▶ _Excerpted text_:

# # # # # # #

SAM 2 with Frame Skipping needs to be installed first before use. The code requires python>=3.10, as well as torch>=2.5.1 and torchvision>=0.20.1. Please follow the instructions here to install both PyTorch and TorchVision dependencies.

Install FrameSkipSAM

git clone https://github.com/bchou9/FrameSkipSAM.git && cd FrameSkipSAM

pip install -e .

Additional Dependencies for Frame Skipping

The MGFS implementation requires OpenCV for change detection and optical flow:

pip install opencv-python numpy

If you are installing on Windows, it's strongly recommended to use Windows Subsystem for Linux (WSL) with Ubuntu.

To use the SAM 2 predictor and run the example notebooks, jupyter and matplotlib are required and can be installed by:

pip install -e ".[notebooks]"

# # # # # # #

▶ _Given problem 1_: According to the installation notes, what does the MGFS implementation need OpenCV for?
▶ _Given problem 2_: Reproduce the records from their beginning through the line holding "MULTIPOLYGON (((475 452, 469", inclusive, and leave out the pictures.

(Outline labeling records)
# # # # # # #

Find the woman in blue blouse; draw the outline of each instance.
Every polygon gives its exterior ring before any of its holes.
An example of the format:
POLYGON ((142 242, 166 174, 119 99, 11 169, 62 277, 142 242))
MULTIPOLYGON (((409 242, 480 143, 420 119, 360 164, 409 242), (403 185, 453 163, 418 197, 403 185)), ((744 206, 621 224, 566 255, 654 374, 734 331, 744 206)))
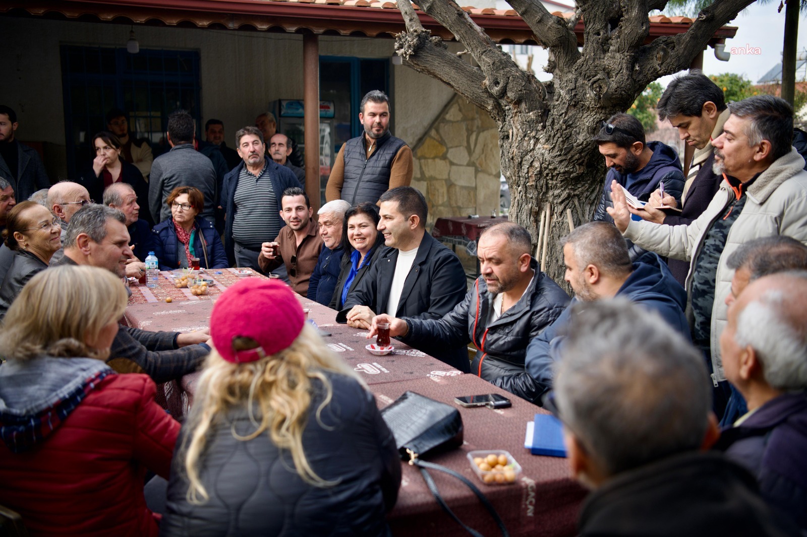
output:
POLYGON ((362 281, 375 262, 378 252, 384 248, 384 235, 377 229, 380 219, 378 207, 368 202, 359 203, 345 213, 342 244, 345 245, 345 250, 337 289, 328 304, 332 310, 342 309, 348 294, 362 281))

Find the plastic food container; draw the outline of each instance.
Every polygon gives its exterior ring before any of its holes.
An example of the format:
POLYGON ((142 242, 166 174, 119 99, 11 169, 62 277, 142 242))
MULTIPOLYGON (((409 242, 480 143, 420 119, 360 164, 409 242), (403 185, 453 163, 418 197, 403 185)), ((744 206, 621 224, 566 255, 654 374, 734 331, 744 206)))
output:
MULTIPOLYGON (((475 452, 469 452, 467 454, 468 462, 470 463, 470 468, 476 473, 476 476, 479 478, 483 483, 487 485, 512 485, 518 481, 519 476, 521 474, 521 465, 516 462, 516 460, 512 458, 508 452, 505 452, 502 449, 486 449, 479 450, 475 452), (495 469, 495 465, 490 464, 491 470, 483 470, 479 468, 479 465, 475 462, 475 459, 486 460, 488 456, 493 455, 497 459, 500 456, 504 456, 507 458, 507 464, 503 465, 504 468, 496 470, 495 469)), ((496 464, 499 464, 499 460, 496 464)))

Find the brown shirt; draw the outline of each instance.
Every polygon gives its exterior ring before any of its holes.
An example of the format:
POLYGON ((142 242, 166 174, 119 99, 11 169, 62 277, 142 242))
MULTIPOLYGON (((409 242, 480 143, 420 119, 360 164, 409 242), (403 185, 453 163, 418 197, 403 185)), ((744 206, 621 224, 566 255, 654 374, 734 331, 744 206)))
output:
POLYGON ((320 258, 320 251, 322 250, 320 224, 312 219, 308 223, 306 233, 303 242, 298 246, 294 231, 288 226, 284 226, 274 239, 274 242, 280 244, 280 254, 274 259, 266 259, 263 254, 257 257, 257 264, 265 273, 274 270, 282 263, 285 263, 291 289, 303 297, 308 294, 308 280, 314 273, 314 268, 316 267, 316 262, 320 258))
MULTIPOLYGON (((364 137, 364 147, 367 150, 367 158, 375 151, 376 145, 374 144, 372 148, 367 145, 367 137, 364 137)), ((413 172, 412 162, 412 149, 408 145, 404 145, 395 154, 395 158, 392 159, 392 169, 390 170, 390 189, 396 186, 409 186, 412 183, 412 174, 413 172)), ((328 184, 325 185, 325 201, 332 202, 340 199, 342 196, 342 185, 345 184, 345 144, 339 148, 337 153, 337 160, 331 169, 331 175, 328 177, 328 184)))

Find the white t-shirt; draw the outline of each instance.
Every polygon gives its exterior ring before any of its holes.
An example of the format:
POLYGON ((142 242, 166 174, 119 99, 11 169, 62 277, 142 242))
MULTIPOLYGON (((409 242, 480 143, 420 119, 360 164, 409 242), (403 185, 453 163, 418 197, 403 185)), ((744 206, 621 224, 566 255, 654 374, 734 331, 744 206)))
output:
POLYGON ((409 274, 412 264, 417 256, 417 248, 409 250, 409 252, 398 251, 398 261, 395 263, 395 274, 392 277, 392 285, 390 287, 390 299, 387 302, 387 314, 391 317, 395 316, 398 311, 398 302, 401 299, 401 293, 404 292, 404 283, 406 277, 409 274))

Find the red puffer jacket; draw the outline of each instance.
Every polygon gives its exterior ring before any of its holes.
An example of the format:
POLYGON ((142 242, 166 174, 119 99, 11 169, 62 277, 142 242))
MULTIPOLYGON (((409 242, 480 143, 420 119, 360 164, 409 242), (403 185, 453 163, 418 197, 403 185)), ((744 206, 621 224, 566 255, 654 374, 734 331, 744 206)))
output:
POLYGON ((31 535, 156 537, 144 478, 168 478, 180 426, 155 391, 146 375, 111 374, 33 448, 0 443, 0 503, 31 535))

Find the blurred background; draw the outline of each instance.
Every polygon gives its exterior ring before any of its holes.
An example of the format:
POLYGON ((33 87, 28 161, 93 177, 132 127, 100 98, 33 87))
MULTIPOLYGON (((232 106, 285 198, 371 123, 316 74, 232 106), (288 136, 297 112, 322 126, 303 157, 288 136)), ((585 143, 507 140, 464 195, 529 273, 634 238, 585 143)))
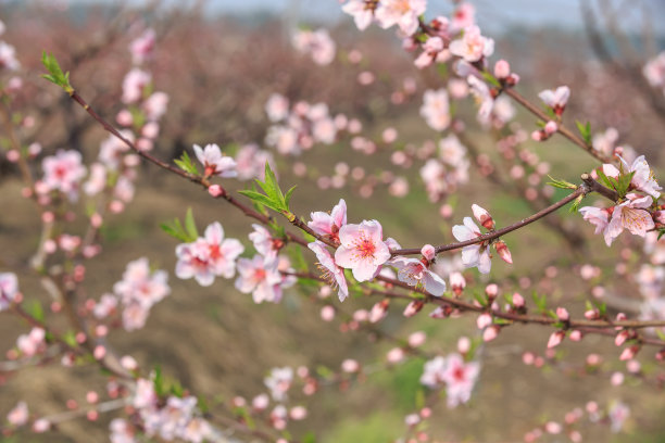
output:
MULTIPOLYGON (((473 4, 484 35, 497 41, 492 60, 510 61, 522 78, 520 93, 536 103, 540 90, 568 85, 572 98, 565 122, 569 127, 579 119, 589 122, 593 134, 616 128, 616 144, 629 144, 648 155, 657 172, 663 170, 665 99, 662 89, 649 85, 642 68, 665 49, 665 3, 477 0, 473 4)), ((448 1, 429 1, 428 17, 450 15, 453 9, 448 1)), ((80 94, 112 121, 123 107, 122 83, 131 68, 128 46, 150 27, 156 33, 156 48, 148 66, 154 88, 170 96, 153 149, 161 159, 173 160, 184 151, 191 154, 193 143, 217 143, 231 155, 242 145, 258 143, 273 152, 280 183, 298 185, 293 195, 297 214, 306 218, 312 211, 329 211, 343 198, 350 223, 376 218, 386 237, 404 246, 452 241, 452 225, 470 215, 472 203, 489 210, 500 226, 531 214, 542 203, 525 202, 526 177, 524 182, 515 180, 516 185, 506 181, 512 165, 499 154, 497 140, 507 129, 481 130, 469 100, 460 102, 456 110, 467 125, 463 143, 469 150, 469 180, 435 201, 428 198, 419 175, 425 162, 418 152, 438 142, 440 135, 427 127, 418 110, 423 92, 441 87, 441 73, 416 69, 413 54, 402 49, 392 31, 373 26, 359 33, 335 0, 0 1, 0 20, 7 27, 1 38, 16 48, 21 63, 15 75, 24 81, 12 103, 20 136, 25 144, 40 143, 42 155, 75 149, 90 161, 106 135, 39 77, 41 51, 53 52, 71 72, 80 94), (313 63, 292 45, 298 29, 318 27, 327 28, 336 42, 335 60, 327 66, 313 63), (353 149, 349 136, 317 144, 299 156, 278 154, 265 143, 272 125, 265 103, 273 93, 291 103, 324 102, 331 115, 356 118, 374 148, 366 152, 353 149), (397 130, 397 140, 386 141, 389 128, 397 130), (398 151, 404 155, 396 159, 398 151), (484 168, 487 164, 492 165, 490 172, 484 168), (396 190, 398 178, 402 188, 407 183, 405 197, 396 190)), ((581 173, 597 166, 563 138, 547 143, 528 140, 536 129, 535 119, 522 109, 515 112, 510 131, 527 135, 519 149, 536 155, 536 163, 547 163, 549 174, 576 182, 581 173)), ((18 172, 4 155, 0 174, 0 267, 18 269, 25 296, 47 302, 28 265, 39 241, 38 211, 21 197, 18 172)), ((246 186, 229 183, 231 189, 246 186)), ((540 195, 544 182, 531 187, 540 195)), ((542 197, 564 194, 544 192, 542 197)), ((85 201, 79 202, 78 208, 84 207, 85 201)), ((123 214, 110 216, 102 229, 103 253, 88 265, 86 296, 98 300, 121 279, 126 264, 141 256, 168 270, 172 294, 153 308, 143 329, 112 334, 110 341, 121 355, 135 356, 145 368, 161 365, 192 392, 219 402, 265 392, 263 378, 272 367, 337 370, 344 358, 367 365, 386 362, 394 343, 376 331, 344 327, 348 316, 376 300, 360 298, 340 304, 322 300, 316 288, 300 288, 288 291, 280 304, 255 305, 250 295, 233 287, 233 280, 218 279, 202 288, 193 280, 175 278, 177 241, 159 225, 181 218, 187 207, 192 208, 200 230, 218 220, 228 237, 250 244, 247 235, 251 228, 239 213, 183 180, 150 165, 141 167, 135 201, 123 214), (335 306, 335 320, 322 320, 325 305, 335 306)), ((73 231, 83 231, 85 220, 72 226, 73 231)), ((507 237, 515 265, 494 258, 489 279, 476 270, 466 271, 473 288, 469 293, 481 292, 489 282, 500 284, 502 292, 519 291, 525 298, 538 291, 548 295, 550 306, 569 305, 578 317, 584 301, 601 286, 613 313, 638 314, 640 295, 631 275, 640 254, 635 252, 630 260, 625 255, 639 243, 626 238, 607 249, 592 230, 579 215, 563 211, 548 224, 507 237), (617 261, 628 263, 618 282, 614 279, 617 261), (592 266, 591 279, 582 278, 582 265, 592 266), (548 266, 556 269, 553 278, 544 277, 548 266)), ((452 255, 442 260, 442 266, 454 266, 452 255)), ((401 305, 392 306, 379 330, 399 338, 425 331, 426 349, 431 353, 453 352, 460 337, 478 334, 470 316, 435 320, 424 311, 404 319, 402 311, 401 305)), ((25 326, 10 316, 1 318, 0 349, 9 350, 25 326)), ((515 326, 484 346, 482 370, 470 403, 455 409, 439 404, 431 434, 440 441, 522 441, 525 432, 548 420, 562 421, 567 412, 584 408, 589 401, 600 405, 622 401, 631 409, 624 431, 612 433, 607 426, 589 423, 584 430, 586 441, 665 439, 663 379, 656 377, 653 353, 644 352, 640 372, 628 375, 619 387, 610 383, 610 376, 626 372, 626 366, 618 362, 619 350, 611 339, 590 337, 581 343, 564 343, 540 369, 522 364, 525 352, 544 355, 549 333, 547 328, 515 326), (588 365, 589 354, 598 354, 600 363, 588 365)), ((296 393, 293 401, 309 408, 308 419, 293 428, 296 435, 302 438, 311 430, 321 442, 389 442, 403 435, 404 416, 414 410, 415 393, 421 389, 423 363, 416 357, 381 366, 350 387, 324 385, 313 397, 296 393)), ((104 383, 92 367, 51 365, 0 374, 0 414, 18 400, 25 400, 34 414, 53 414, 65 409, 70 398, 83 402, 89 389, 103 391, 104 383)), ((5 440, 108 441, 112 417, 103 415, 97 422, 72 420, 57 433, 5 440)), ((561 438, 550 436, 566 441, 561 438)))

# # # # # # #

▶ _Exercise result 1_: Change detection and optical flow.

▶ _Exercise result 2_:
Find the woman in blue blouse; draw the outline of each instance.
Every polygon gives its exterior ring before any of its holes.
An example of the format:
POLYGON ((142 242, 166 174, 119 99, 11 169, 62 277, 142 242))
MULTIPOLYGON (((409 242, 480 143, 420 119, 360 164, 409 242), (403 185, 453 163, 418 197, 403 185)), ((744 206, 621 224, 566 255, 654 374, 734 331, 744 206)))
output:
POLYGON ((362 281, 375 262, 378 252, 384 248, 384 235, 377 229, 380 219, 378 207, 368 202, 359 203, 345 213, 342 244, 345 245, 345 250, 337 289, 328 304, 332 310, 342 309, 348 294, 362 281))

Find the plastic food container; draw the outline of each instance.
Every polygon gives its exterior ring before any of its holes.
An example of the format:
POLYGON ((142 242, 166 174, 119 99, 11 169, 62 277, 142 242))
MULTIPOLYGON (((409 242, 480 143, 420 119, 360 164, 409 242), (403 185, 453 163, 418 197, 403 185)), ((744 206, 621 224, 566 255, 654 374, 734 331, 744 206)))
output:
MULTIPOLYGON (((475 452, 469 452, 467 454, 468 462, 470 463, 470 468, 476 473, 476 476, 479 478, 483 483, 487 485, 512 485, 518 481, 519 476, 521 474, 521 465, 516 462, 516 460, 512 458, 508 452, 505 452, 502 449, 486 449, 479 450, 475 452), (495 469, 495 465, 490 464, 491 470, 483 470, 479 468, 479 465, 475 462, 475 459, 486 460, 488 456, 493 455, 497 459, 500 456, 504 456, 507 458, 507 464, 503 465, 504 468, 496 470, 495 469)), ((496 464, 499 464, 499 460, 496 464)))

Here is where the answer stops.